- [Problem]: Reproduce the data below verbatim from the line containing "the white fairing" through its final line, and produce nothing more.

- [A block of data]:
* start *
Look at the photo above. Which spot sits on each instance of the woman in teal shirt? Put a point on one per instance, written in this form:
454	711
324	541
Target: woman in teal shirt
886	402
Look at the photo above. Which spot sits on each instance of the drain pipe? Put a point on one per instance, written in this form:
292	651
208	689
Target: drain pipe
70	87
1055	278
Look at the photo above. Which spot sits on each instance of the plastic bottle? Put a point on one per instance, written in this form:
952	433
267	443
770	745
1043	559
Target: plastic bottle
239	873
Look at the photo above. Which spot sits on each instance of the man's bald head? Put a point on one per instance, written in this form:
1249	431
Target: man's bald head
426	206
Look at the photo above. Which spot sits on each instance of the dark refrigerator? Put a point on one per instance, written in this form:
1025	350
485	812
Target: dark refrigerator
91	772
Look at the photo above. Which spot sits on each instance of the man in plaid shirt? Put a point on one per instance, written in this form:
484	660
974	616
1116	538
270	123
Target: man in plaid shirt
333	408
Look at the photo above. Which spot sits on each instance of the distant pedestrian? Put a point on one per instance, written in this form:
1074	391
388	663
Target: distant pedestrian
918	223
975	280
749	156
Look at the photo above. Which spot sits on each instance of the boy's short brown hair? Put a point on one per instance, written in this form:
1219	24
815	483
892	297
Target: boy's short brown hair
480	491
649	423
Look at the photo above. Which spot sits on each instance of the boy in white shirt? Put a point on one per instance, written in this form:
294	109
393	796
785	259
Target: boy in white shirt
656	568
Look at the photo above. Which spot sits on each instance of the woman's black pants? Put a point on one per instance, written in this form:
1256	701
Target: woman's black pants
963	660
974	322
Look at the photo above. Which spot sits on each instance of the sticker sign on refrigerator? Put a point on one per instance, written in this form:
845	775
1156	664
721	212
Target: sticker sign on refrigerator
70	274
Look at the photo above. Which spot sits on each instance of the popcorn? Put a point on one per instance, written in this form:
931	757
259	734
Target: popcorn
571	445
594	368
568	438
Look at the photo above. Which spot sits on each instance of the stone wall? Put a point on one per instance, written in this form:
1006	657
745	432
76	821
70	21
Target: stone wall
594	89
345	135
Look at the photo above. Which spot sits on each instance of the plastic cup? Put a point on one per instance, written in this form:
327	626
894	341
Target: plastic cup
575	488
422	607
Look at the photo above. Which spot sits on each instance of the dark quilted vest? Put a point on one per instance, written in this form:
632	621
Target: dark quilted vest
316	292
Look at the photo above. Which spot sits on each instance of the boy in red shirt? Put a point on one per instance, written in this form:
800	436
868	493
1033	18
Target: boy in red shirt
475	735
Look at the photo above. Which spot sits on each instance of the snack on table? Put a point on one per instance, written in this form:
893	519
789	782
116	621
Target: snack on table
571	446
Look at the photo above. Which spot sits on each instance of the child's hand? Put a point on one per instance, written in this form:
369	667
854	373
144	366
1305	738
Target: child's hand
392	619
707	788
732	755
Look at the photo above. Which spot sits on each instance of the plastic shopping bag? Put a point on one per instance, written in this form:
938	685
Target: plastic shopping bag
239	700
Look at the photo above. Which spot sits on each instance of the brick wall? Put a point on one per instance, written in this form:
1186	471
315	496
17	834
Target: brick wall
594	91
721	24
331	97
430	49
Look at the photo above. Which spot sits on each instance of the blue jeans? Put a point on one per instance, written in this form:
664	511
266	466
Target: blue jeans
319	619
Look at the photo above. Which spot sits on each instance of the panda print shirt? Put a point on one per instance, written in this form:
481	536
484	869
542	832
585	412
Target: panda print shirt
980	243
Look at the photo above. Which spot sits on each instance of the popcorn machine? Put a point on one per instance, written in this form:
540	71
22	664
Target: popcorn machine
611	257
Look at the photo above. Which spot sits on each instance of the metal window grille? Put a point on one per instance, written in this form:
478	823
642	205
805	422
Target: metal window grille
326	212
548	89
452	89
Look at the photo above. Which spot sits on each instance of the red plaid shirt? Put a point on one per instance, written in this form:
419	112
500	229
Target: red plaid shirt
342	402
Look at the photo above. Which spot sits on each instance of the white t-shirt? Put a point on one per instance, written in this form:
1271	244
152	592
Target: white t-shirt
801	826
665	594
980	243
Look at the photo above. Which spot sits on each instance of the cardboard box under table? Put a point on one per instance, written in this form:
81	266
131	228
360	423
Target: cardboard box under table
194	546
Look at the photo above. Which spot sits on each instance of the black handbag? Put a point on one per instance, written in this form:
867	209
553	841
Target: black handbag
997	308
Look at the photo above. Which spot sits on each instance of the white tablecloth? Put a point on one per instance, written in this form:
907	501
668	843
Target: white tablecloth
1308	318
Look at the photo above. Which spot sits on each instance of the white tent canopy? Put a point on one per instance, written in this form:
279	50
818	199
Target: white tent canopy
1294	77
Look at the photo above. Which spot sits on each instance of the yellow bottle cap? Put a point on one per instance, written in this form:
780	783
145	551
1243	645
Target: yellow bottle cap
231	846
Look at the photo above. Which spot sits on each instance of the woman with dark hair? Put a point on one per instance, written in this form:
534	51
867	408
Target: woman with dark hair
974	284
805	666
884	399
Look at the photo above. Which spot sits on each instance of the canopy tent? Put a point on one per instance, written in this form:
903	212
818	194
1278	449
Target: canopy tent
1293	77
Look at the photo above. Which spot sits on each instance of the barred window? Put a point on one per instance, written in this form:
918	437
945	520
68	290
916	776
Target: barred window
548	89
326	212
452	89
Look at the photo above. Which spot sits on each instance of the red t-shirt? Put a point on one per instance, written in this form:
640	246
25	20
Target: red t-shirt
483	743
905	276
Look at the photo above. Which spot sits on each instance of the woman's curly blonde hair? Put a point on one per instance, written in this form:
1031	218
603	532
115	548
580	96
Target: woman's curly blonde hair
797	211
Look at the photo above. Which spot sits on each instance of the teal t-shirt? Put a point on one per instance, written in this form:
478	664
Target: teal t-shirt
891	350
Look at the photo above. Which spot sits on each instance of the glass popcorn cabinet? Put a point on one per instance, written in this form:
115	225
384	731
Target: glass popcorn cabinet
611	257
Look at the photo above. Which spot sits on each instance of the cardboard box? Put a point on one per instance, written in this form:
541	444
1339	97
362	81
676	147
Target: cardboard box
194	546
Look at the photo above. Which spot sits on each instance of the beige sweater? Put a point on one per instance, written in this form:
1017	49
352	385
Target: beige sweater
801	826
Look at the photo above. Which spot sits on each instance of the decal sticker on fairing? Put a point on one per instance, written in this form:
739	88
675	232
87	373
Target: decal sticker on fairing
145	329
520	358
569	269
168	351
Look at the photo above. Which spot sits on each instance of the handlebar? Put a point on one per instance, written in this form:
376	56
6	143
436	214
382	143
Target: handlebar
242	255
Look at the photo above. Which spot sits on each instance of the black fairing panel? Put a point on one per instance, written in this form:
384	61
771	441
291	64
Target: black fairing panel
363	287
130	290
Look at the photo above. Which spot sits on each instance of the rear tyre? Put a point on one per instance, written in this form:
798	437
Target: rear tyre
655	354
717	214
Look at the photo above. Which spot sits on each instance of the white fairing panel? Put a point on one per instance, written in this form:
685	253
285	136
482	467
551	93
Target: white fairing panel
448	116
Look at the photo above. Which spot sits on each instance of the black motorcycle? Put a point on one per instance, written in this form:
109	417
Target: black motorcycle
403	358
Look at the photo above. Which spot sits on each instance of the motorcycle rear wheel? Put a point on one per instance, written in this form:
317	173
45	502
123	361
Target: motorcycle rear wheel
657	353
* end *
- [Worked answer]:
Look at the photo above. Which spot sits on each instance of the white fairing panel? Put a point on one per instance, written in this form:
685	253
285	136
482	467
551	93
Target: white fairing panel
448	116
Look at the photo above. Which spot sits on each instance of the black motorcycle? Put a point on one per instance, written in this form:
109	417
Target: black motorcycle
403	358
Look at the photo above. Which spot sits on each instance of the motorcycle rear wheel? Put a point on one per instance, written in this form:
317	173
45	502
123	361
Target: motorcycle rear wheel
657	353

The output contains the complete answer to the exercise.